YOUR INSTRUCTIONS – Please return only the lines from the one holding "indicate the harvester" through the one holding "indicate the combine", exactly as they appear in the records below, both ends included.

PROVIDED DATA –
——

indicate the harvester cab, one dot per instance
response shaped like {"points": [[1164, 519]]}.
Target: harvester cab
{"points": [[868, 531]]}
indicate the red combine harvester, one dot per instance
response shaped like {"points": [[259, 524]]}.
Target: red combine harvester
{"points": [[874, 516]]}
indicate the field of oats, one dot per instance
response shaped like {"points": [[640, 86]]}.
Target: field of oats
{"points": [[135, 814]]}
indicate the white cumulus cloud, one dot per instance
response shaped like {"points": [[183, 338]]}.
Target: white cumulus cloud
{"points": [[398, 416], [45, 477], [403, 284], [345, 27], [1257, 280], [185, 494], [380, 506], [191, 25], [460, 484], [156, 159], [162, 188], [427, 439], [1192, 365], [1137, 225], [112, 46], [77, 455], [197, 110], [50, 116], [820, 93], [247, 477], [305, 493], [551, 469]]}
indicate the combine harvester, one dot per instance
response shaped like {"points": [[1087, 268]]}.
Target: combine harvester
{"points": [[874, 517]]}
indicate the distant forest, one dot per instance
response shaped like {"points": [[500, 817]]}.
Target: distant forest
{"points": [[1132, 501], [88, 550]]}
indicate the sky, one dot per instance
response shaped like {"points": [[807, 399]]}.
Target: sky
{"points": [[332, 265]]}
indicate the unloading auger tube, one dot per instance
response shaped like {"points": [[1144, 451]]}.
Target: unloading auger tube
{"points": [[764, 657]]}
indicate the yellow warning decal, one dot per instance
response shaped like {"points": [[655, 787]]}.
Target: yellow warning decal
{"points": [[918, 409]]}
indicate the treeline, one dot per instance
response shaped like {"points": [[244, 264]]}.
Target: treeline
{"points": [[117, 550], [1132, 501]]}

——

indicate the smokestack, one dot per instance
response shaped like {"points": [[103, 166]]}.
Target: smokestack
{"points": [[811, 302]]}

——

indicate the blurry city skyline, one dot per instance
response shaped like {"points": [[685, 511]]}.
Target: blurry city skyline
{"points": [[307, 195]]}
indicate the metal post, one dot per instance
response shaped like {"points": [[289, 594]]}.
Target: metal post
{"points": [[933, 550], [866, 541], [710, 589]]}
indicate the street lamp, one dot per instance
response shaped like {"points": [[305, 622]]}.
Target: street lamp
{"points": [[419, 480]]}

——

ANSWER BELOW –
indicate the harvester cab, one dot per instance
response shaped like {"points": [[1164, 519]]}.
Target: harvester cab
{"points": [[868, 531]]}
indicate the red combine harvester, one dot per instance
response shaped like {"points": [[259, 524]]}.
Target: red combine harvester
{"points": [[874, 516]]}
indicate the field of oats, one dot per instance
response shaped like {"points": [[640, 86]]}.
Target: field of oats
{"points": [[135, 814]]}
indicate the white cumulus cloud, one dot per instance
response shaped like {"points": [[183, 338]]}.
Target: white cumulus cloud
{"points": [[398, 416], [45, 477], [403, 284], [345, 27], [1257, 280], [185, 494], [380, 506], [191, 25], [460, 484], [156, 159], [162, 188], [427, 439], [1192, 365], [1137, 225], [112, 46], [77, 455], [197, 110], [50, 116], [820, 93], [247, 477], [305, 493], [551, 469]]}
indicate the combine harvester, one dot per instance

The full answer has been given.